***** Extract to read *****

Our group studies the mechanisms leukocytes use to find their way across the vessel wall. The main goal is to unravel the signaling routes that are induced in the endothelium by adherent leukocytes. This signaling induces formation of docking structures and is required for proper diapedesis. The signaling induced by clustering of adhesion molecules such as ICAM-1 and VCAM-1 is analyzed using real-time fluorescence microscopy in combination with physiological flow as well as by biochemical and cell biological assays.
For this project, the student will learn to study protein-protein interactions, including biochemical approaches such as immuno-precipitations, Western blotting. In addition, focus will be on measuring the activity of small GTPases and GEFs using specific GST-pull down assays. Also, transmigration of leukocytes across endothelial monolayers in real-time using flow-based migration set up will be used. Moreover, to study the role of some specific proteins, RNAi techniques to silence proteins of interest will be learned. The project will be finished with an oral presentation in front of the department including a small institute committee (still to assemble), together with a written report.

***** Excerpted data *****

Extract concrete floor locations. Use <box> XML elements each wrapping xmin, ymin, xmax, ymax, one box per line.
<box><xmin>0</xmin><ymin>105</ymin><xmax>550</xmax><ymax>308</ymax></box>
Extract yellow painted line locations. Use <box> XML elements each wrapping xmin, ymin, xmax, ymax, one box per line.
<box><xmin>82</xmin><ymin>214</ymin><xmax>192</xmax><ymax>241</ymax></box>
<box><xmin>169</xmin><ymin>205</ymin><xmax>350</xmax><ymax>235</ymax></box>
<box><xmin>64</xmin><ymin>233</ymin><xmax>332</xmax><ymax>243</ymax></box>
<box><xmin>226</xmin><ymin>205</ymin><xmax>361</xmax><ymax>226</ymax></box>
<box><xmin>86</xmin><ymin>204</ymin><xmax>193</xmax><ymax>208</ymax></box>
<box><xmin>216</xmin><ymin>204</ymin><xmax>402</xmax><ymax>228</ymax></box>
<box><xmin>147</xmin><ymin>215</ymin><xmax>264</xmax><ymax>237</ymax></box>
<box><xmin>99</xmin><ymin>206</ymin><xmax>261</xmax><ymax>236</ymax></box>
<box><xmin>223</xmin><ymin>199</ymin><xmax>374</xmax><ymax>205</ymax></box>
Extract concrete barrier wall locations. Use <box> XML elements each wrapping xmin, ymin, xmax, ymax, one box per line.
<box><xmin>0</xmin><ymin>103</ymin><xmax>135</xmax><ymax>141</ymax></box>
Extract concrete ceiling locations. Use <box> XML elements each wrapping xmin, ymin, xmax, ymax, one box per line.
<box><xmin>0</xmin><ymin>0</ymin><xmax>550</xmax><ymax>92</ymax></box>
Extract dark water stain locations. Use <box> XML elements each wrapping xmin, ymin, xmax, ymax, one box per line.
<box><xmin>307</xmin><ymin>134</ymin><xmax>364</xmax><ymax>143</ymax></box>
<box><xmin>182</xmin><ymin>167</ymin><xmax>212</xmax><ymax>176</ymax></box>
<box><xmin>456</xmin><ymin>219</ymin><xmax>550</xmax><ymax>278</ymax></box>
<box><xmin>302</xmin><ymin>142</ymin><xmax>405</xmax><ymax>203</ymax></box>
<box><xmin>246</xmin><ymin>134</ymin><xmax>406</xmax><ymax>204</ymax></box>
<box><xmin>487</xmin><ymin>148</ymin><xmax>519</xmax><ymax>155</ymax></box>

*****

* [Aim of the exercise]: Carry the leukocyte migration project description on from its final sentence. This data has no connection to the leukocyte migration project description.

* [Final answer]:
To produce GST-fusion proteins, E.coli bacteria will be transformed, grown and protein of interest will be isolated. Using cells such as primary endothelial cells or HeLa cells, activity of GTPases such as Rac1, RhoG and RhoA will be performed. Also, with nucleotide-free mutants of specific GTPases, the activity of GEFs will be measured. Samples will be analyzed by Western blotting. Transmigration assays will be carried out using confocal and wide-field microscopy in time. Using a 37°C incubator chamber, together with a controlled infusion pump, leukocytes, e.g. monocytes and neutrophils, will be perfused over the endothelial cells. Silencing of specific proteins in the endothelial cells will answer the contribution of these proteins to this process. If sufficient time, we will attempt to image the transmigration process in 4D, i.e. 3 dimensional in time using fluorescently-tagged proteins and confocal laser scanning microscopy.